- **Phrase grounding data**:

┌──

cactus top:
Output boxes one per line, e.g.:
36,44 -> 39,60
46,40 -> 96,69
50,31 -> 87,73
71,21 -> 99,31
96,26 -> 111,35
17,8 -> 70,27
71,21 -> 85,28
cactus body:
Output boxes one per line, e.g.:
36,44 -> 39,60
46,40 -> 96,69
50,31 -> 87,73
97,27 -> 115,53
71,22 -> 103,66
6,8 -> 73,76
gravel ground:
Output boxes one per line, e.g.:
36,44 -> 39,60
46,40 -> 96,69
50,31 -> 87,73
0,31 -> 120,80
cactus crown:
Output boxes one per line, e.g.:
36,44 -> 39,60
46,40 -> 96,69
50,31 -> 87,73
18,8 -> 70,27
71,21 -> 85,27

└──
┌──

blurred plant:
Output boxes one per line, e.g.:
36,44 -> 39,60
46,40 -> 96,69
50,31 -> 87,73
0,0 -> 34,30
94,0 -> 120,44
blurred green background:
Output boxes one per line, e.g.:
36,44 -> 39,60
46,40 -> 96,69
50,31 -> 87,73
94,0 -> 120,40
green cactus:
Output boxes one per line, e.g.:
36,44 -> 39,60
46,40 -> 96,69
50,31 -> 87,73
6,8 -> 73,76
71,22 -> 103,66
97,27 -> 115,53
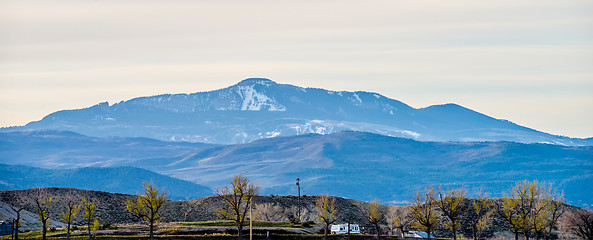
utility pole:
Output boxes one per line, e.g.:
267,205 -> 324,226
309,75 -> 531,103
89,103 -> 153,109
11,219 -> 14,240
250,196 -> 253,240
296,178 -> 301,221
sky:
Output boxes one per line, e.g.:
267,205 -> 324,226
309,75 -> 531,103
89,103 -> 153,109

└──

- **What you need to do**: In the lines above, find the word "green" and copy every line it occurs in.

- **Worked solution**:
blurred green background:
green cactus:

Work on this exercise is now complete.